Magician Penn Jillette Says 'God, No!' To Religion
Even if you believe in God, you might still be atheist. That's what Penn Jillette argues in his new book God, No! Signs You May Already Be an Atheist and Other Magical Tales.
The louder half of the magician duo Penn & Teller — of Showtime's Pen & Teller: Bull - - - - — frames his new book as the atheist's Ten Commandments. In it, he wanders from rants about the war on drugs to stories of eating shellfish and bacon cheeseburgers with Hasidic Jews.
Jillette tells NPR's Neal Conan that critics of atheism often assume non-believers are arrogant people, but that's not necessarily true. You may not have to be brave or smart to be an atheist, Jillette says, but you do have to be humble. Atheists don't have all the answers, he writes, but they do have the humility to admit they don't know how the world was created, where humans came from or many of life's other mysteries.
On why he actually does respect religious people
"In my run-ins with Christians ... I find that they really are good moral people. And we overlap on everything, and they don't seem to be the kind of people that are waiting to hear voices to tell them what to do. So mostly I wrote this book after doing B.S. for eight years, and really appreciating religious people and how really good they are."
On how hate mail helped him find common ground with believers
"One of the things you end up doing ... when you're atheist — and an out of the closet, outspoken atheist — is I'll sit around with [evolutionary biologist and atheist] Richard Dawkins, you know. And I'll sit around with Trey Parker of South Park, and we kind of brag about our hate mail.
"This one guy in Montana wrote that he wanted to parboil my whole family to let us know what hell's going to be like. And then Dawkins offers up his stuff, and Trey offers up his stuff. And you kind of brag that way.
"And I realized that it was very, very dishonest and unpleasant to do that. Because what you're talking about is seriously mentally ill psychotic people, who happened to add some God stuff to the end of it. It is not coming out of Christianity. It is not coming out of religion. It is someone who is ... probably not dangerous, but certainly sick. And ... with a lot of troubles, and it doesn't really relate to religion.

----

PROBLEM 1: In the article about Penn Jillette's book, what did the man in Montana say he wanted to do?
PROBLEM 2: Using the article about Penn Jillette's book, explain why he came to see bragging about hate mail as dishonest and unpleasant.
PROBLEM 3: Carry on the article about Penn Jillette's book from its last line.
None of the records have any bearing on this work.

Stored items from a collection

----

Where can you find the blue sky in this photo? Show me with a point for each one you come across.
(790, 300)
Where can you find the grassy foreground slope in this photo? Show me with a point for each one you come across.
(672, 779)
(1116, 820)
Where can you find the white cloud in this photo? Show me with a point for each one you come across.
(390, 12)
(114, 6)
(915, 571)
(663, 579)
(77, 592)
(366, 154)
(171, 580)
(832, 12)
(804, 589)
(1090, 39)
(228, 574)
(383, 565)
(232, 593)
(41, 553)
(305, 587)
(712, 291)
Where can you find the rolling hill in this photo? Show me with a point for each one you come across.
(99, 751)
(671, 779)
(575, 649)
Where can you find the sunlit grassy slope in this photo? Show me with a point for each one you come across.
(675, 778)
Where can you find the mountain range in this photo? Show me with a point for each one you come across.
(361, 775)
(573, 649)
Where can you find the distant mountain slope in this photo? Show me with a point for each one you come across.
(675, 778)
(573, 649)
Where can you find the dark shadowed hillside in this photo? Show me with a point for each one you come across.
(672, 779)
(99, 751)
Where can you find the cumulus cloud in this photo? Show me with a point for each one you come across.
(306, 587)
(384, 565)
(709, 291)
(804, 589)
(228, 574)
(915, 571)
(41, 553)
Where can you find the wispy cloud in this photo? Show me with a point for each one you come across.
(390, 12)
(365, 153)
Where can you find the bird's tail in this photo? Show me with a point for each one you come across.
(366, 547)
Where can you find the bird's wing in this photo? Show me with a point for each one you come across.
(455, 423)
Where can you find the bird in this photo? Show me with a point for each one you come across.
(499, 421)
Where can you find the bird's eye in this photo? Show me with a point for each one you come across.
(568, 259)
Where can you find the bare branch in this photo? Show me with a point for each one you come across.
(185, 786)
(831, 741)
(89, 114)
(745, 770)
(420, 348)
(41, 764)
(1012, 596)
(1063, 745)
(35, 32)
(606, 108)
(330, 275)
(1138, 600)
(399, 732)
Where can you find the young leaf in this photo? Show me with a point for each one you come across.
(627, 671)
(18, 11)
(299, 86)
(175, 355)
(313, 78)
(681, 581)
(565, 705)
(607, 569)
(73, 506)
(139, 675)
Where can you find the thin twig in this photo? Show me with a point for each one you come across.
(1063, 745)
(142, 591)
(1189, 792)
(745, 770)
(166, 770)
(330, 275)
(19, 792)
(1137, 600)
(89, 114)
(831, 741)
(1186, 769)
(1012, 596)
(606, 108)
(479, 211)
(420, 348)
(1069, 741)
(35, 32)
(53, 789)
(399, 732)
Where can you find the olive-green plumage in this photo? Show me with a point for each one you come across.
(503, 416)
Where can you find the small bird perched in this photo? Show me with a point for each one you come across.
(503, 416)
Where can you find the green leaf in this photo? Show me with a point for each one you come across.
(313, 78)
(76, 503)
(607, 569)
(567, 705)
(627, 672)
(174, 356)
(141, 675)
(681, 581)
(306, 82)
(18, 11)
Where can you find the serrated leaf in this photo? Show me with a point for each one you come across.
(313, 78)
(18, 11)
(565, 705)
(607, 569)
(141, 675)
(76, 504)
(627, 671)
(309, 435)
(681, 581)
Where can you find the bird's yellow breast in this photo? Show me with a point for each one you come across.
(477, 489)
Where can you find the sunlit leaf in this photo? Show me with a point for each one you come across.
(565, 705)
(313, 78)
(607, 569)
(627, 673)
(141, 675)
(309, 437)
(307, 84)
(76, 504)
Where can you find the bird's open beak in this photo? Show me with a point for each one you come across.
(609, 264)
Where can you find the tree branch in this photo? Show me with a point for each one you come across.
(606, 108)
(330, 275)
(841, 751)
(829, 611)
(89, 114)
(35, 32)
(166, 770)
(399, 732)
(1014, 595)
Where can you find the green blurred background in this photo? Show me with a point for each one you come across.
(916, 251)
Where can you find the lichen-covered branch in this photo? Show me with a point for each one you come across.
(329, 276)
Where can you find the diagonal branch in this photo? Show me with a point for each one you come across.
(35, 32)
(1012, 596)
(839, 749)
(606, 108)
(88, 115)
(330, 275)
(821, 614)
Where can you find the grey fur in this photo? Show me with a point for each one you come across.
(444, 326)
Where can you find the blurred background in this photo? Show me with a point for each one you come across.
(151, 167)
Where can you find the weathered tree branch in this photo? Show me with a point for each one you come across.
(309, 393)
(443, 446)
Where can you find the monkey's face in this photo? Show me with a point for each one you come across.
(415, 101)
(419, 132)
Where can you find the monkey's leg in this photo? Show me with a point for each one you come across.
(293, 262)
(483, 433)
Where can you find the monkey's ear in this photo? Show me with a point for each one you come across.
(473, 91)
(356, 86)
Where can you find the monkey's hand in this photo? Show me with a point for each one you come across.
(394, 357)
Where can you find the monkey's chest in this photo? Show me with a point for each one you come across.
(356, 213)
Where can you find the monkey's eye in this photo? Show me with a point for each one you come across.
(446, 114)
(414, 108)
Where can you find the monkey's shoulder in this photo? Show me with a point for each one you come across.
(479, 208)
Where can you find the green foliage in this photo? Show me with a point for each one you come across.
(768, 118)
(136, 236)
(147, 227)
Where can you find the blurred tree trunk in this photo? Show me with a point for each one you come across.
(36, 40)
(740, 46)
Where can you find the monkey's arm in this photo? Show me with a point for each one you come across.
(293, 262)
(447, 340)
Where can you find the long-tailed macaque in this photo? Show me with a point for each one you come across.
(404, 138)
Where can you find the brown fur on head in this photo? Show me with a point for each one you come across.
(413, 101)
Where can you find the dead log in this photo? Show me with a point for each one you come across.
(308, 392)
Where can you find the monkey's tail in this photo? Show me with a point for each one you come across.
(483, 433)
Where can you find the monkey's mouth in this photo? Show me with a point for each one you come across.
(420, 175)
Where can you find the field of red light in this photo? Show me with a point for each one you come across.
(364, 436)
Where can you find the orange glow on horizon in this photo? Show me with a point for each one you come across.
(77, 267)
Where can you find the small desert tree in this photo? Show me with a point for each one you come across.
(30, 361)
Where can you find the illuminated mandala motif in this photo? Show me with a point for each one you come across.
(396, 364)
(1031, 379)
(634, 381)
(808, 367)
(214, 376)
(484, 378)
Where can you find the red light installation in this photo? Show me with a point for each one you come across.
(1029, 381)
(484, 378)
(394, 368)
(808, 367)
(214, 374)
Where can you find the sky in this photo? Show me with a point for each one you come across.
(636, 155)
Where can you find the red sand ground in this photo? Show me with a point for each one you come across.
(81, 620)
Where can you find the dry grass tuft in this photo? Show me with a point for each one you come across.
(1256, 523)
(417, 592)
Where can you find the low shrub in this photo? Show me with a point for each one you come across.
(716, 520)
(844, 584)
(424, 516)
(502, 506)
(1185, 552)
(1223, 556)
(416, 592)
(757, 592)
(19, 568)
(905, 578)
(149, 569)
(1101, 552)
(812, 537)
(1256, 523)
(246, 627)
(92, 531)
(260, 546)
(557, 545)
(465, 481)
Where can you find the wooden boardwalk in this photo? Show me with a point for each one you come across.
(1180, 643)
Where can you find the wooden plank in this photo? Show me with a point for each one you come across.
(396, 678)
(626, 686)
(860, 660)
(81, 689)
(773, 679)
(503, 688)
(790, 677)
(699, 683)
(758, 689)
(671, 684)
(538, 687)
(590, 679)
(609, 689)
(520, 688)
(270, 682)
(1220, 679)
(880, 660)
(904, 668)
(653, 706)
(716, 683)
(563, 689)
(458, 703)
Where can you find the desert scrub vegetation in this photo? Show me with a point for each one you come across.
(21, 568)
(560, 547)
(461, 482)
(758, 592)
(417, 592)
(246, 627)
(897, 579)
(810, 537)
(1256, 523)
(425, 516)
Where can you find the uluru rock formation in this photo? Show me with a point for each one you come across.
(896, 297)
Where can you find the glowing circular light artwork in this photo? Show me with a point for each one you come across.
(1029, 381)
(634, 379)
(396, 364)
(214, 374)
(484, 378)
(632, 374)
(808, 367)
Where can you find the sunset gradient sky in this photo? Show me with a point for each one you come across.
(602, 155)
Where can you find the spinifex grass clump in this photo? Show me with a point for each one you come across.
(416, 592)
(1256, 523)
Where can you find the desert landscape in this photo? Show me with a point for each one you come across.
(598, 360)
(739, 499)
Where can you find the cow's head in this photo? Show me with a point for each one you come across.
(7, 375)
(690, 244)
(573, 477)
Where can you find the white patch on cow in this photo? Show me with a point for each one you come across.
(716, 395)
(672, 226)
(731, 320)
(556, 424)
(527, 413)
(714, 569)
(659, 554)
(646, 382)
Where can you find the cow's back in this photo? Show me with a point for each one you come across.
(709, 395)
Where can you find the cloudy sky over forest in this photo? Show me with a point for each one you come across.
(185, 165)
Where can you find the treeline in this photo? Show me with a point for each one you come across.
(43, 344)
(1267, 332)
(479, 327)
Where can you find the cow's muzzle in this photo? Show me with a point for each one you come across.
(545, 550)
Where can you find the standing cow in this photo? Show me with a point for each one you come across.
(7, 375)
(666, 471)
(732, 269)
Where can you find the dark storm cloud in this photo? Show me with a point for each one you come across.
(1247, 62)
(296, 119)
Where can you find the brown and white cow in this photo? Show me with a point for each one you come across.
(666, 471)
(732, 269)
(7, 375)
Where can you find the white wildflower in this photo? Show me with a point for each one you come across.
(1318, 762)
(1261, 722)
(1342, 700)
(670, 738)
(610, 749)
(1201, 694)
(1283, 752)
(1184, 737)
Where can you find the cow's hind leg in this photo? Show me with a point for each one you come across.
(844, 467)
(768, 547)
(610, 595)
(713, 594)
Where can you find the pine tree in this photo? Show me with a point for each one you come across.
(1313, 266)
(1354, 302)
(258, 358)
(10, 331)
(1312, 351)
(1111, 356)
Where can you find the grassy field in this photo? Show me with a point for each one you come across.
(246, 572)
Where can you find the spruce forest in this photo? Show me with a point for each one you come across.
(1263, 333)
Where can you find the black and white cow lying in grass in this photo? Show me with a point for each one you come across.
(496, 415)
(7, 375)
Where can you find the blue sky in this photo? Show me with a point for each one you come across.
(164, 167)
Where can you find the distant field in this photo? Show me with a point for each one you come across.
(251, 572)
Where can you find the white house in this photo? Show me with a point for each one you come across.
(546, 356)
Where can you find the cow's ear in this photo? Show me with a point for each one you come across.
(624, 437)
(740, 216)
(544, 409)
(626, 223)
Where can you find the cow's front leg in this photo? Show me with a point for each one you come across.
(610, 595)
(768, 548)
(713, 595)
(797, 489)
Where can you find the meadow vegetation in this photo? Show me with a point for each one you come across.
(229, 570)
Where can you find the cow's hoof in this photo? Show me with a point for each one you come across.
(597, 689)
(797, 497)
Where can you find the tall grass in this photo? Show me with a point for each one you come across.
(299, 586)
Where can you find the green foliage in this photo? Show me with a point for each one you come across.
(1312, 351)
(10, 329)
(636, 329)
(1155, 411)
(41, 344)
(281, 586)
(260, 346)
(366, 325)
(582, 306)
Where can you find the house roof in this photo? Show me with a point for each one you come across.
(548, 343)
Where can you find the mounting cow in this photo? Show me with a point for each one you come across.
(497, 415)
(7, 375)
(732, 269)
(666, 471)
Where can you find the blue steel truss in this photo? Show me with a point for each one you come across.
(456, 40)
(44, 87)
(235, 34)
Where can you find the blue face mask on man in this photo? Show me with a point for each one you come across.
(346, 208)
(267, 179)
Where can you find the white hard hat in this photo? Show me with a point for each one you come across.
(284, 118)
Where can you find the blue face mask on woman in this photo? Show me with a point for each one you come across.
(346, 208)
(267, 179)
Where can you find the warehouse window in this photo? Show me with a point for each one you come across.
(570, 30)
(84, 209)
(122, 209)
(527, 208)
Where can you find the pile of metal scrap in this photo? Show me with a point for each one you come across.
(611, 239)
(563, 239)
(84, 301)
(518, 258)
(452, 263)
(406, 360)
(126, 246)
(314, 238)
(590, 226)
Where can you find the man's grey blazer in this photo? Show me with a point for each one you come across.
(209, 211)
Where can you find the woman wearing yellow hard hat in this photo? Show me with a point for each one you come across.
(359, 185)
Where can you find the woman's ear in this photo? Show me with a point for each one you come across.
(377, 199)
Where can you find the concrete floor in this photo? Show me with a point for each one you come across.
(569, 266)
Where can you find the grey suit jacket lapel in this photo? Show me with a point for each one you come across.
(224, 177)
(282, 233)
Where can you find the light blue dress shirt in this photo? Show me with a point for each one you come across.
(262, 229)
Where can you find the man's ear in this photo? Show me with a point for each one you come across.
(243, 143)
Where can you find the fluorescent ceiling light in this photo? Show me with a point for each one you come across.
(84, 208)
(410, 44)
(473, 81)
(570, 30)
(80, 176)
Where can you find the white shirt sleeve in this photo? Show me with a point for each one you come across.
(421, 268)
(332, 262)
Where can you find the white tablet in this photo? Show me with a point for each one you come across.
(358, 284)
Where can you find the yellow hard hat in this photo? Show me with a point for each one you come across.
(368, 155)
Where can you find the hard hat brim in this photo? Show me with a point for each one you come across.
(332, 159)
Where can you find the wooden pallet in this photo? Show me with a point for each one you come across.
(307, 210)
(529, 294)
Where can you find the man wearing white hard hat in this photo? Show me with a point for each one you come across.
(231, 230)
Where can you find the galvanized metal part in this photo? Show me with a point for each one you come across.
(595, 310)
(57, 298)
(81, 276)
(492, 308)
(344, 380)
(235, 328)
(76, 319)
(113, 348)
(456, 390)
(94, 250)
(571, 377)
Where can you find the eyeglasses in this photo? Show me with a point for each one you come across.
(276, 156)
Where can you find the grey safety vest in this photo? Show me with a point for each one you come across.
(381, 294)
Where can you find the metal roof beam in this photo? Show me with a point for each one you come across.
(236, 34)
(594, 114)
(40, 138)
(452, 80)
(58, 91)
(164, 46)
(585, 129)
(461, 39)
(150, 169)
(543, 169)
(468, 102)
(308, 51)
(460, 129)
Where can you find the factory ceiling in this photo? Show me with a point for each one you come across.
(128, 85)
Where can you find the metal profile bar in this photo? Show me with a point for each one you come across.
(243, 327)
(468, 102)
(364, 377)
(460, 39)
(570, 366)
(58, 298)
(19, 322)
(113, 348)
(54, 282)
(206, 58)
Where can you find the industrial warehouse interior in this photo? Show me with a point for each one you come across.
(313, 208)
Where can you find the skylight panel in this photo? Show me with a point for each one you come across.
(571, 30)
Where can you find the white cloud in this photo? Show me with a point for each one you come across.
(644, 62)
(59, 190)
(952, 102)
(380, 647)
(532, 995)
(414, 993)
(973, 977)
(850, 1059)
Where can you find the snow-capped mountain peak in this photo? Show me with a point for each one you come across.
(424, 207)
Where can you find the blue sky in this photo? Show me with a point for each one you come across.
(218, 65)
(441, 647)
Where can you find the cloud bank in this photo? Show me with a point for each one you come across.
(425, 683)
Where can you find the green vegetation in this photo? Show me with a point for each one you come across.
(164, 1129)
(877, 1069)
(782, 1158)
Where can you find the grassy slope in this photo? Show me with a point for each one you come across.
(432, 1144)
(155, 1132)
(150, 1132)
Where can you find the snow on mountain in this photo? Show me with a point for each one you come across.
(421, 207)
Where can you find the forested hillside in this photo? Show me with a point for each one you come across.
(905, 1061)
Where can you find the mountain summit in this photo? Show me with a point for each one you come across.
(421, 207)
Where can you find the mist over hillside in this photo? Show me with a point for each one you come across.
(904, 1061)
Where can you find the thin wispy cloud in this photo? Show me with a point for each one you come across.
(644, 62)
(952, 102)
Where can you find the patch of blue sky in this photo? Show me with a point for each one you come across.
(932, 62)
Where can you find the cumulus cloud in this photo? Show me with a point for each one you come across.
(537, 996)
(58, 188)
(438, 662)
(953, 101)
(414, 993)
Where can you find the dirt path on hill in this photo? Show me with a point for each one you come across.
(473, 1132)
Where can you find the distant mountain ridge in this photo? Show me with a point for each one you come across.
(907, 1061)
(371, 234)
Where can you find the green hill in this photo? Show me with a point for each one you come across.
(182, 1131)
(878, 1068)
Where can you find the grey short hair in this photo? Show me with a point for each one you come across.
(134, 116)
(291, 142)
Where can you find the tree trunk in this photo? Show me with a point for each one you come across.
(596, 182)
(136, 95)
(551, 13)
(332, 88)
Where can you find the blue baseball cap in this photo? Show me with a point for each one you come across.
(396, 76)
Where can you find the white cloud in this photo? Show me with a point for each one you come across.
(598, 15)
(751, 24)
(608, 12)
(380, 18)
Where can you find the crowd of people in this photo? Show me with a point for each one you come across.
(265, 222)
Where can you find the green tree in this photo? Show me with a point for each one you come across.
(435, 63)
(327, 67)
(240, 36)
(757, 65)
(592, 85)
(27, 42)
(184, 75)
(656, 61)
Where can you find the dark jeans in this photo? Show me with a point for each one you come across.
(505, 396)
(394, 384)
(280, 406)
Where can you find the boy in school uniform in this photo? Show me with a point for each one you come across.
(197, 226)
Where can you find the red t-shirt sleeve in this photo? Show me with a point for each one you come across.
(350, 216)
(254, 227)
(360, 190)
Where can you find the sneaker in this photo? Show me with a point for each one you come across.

----

TASK RESPONSE 1: He wrote that he wanted to parboil Jillette's whole family to let them know what hell is going to be like.

TASK RESPONSE 2: He realized the hate mail came from seriously mentally ill people who happened to add some God stuff to the end of it. It was not coming out of Christianity or religion, so treating it as a religious attack didn't reflect believers.

TASK RESPONSE 3:
"So I just stopped doing that, and concentrated on the hundreds of letters we would get from B.S. that say, 'I don't agree with you. I'm a strong Christian, but I love the strong passion, I love the jokes, I love the marketplace of ideas.' Because most of us do agree on that level, and it's a great thing."
On the concept of divine inspiration
"I'm a big fan of gospel music and you cannot be a fan of rock and roll, you cannot be a fan of country western music, and you can't really be a fan of jazz without listening to a lot of music that's religious.
Had Bach not been inspired to write [the] St. Matthew Passion about Christianity ... he would have still written the most beautiful music on the planet for some other ideal.
"And you also listen to [the] St. Matthew Passion by Bach. All the Bach stuff references God, even if it's not directly. I may be lying to myself, but I believe that that incredible talent, that incredible power, that incredible passion, is from the people who created it. And I believe that they would find passion in something else, if not for the church.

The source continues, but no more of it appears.